The exercise: Rewrite all of the records below with "one point per instance" changed to "one point for each instance" and nothing else altered. Leave the pictures out of your answer.

Stored records:

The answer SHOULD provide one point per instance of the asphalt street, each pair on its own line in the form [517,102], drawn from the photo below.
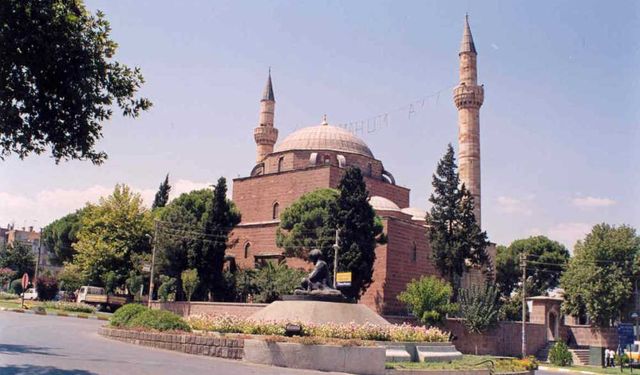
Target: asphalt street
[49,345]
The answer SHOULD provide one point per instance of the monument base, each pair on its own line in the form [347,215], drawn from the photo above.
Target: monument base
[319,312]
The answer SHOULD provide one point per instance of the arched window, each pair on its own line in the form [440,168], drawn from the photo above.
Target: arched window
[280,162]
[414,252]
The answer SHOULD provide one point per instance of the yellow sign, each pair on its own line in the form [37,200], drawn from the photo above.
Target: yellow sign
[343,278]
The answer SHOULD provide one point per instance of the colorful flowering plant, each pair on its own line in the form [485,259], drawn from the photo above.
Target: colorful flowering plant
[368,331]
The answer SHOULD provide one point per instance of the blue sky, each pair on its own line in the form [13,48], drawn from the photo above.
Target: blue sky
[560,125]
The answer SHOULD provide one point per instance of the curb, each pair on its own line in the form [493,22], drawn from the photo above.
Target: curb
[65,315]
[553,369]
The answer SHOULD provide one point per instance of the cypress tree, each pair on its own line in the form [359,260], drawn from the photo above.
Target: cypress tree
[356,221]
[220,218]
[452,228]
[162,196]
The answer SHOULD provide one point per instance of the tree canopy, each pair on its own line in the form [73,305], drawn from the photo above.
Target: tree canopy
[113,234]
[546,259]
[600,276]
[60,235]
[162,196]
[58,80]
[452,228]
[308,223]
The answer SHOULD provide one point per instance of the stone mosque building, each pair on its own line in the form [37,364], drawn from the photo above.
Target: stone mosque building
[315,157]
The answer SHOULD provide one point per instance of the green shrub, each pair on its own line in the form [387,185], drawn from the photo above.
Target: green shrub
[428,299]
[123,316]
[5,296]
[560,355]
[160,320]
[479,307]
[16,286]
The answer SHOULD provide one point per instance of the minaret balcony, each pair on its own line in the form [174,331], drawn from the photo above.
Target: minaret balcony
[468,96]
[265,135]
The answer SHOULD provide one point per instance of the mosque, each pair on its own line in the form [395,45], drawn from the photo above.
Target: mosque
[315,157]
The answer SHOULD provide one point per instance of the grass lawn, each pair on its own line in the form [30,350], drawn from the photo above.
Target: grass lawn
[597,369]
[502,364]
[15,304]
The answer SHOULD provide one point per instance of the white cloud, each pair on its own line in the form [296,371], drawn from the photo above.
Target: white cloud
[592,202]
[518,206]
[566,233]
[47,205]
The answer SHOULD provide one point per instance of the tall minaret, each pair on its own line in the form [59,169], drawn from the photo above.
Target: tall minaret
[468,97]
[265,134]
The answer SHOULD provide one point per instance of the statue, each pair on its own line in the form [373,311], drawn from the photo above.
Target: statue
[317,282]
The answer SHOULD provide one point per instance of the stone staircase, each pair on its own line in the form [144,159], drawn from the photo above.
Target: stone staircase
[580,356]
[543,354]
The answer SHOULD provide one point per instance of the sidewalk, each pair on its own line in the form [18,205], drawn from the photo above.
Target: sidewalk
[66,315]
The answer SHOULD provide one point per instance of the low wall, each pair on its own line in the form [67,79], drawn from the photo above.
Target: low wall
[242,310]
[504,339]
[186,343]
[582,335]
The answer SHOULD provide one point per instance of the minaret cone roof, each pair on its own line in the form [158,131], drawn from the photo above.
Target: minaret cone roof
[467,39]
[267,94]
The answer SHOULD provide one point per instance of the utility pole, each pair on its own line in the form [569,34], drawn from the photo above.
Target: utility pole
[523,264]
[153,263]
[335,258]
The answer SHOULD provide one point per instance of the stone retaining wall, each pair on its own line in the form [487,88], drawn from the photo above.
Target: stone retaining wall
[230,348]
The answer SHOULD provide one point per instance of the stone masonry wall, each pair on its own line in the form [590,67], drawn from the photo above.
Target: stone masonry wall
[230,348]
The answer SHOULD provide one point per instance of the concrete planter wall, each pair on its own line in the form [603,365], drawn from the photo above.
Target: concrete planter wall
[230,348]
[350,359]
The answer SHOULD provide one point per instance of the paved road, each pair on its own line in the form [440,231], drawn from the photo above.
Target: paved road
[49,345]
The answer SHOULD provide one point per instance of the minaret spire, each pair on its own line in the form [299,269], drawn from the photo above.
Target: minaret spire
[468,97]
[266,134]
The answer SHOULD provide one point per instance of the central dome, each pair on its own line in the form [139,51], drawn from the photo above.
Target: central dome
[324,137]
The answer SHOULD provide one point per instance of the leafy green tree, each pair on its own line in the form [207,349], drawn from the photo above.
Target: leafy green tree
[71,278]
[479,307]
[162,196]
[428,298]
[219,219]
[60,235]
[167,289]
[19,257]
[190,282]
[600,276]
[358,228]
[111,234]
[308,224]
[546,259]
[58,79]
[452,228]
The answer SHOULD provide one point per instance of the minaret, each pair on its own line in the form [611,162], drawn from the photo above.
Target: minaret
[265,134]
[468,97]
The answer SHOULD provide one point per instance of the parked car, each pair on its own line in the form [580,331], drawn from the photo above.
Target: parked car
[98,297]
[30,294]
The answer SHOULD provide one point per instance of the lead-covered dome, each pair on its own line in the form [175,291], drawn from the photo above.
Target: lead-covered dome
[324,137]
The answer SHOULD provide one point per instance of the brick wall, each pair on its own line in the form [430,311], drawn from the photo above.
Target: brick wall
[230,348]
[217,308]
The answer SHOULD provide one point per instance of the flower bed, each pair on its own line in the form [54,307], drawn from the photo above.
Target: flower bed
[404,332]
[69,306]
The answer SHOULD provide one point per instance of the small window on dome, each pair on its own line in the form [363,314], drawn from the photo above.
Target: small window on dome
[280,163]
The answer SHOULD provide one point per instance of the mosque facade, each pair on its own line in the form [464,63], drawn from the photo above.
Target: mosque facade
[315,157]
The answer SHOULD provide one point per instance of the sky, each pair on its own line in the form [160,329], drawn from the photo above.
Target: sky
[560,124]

Answer for this exercise:
The answer SHOULD provide one point for each instance of the asphalt street, each pair on its own line in the form [517,102], drawn from the photo below.
Target: asphalt street
[49,345]
The answer SHOULD provide one point for each instance of the monument base, each pair on its own line in the form [347,215], drawn from the photo above.
Target: monument base
[319,312]
The answer SHOULD provide one point for each instance of the arched window, each pair on its own line in the form [440,168], drawn from the photo above.
Target: arched window
[280,162]
[414,252]
The answer SHOULD provide one point for each instance of the yellow sign, each pair on its own line in the form [37,200], drawn from the photo above.
Target: yellow sign
[343,278]
The answer SHOULD provide one point for each instance of the colorful flowering plant, each pair on its own line in the form [485,259], drawn from the photo above.
Target: colorful flowering plant
[368,331]
The answer SHOULD provide one point for each instance of the blue sky, each pair on its own line in the form [13,48], drawn from the photo above.
Target: blue sky
[560,125]
The answer SHOULD provide one point for each instance of the curb, each pair on its own line in the form [493,22], drawn from the photo above.
Target: curb
[65,315]
[553,369]
The answer SHOULD provide one point for each instance of the cypress tree, each pair on its own line in the form [359,260], drawn from the photo above.
Target: cypress tree
[356,221]
[220,218]
[452,228]
[162,196]
The answer SHOULD provide one point for each instance of the tree canopy, each pair on its own line in the form [73,305], drawn from the photo above.
Target: tree canopy
[113,234]
[546,259]
[600,276]
[60,235]
[162,196]
[58,80]
[452,228]
[308,223]
The answer SHOULD provide one point for each instance of the stone mosque building, each pair on its own line in the form [37,364], drawn from the photo above.
Target: stone mosque building
[315,157]
The answer SHOULD provide one point for each instance of the green shrub, each pair on its own line in the form [387,185], drawn from the photo above.
Target: green shrub
[428,299]
[123,316]
[5,296]
[560,355]
[160,320]
[479,307]
[16,286]
The answer SHOULD provide one point for each instance of the minaret balcony, each pair on its own line in the form [174,331], drawn from the photo above.
Target: minaret balcony
[468,96]
[265,135]
The answer SHOULD provide one point for each instance of the mosque, each pair on its own line in the form [395,45], drawn from the photo above.
Target: mosque
[315,157]
The answer SHOULD provide one point for each instance of the grass lawn, each pair on its own line in the form [30,350], drawn from the photo above.
Target: grass lawn
[597,369]
[502,364]
[15,304]
The answer SHOULD provide one point for each instance of the white cloud, each pair on its own line in the form [296,371], drawn from the photo above.
Target: white cloud
[592,202]
[518,206]
[566,233]
[47,205]
The answer SHOULD provide one point for each instance of the tall minaret, each pair on its own line in the form [59,169], drawn from the photo above.
Target: tall minaret
[468,97]
[265,134]
The answer SHOULD provide one point for each instance of the statue, each pair on its own line in the form [373,311], drawn from the photo above.
Target: statue
[317,282]
The answer SHOULD provide one point for each instance of the stone staircase, each pair on its own line in the form [144,159], drawn from the photo above.
Target: stone staircase
[580,356]
[543,354]
The answer SHOULD provide one point for each instance of the sidewalk, each pair on its own line in the form [18,205], drawn from the photo above.
Target: sidewalk
[66,315]
The answer SHOULD provide one point for each instance of the low wall, each pair on its own line in the form [67,79], drawn from the photo above.
Target: low wall
[242,310]
[504,339]
[186,343]
[582,335]
The answer SHOULD provide one point for each instance of the minaret cone roof, each pair on its own line in the form [158,131], drawn from the photo above.
Target: minaret cone roof
[467,39]
[267,94]
The answer SHOULD provide one point for each instance of the utility pole, each pair on its own line in the form [569,34], drawn from the photo above.
Target: utility pole
[523,264]
[153,263]
[335,258]
The answer SHOULD provide one point for each instance of the stone retaining wall, each pair on its own line in the form [487,88], drawn from the photo above.
Target: stone retaining wall
[230,348]
The answer SHOULD provide one point for each instance of the stone masonry wall, each pair on its own line in the form [590,67], drawn from the photo above.
Target: stone masonry wall
[230,348]
The answer SHOULD provide one point for each instance of the concrete planter wall, each pair on its own line in the form [603,365], drawn from the photo above.
Target: concrete planter wall
[230,348]
[350,359]
The answer SHOULD provide one point for each instance of the paved road, each pair on its own line in the form [440,231], drawn from the photo above.
Target: paved road
[49,345]
The answer SHOULD provide one point for each instance of the minaret spire, each pair on its own line in the form [299,269], drawn from the photo above.
Target: minaret spire
[468,97]
[266,134]
The answer SHOULD provide one point for each instance of the central dome, each pair on its own line in the form [139,51], drawn from the photo above.
Target: central dome
[324,137]
The answer SHOULD provide one point for each instance of the leafy green tree, each pair on its own line in the form [207,349], drawn from the photo above.
Target: leafy green tree
[71,278]
[479,307]
[162,196]
[428,298]
[219,219]
[60,235]
[167,289]
[19,257]
[190,282]
[600,276]
[358,228]
[111,234]
[308,224]
[546,259]
[58,79]
[452,228]
The answer SHOULD provide one point for each instance of the minaret, each pair on its own line in the form [611,162], drawn from the photo above.
Target: minaret
[265,134]
[468,97]
The answer SHOULD provide one point for each instance of the parked car, each pair on its own line in the form [580,331], drawn from the photo above.
Target: parked car
[98,297]
[30,294]
The answer SHOULD provide one point for each instance of the lead-covered dome, each pair on its own line in the form [175,291], drawn from the photo above.
Target: lead-covered dome
[324,137]
The answer SHOULD provide one point for each instance of the brick wall, each pair on its own line in the form [430,311], drawn from the photo above.
Target: brick wall
[230,348]
[217,308]
The answer SHOULD provide one point for each instance of the flower bed, each pair on its own line in the form [54,307], drawn from the photo above.
Target: flower bed
[404,332]
[69,306]
The answer SHOULD provide one point for each instance of the small window on dome, each pair on its own line in the form [363,314], drawn from the photo above.
Target: small window on dome
[280,163]
The answer SHOULD provide one point for each instance of the mosque facade, each pair on its own line in the form [464,63], drawn from the photo above.
Target: mosque facade
[315,157]
The answer SHOULD provide one point for each instance of the sky, each pair on its own line in the form [160,329], drawn from the photo above.
Target: sky
[560,124]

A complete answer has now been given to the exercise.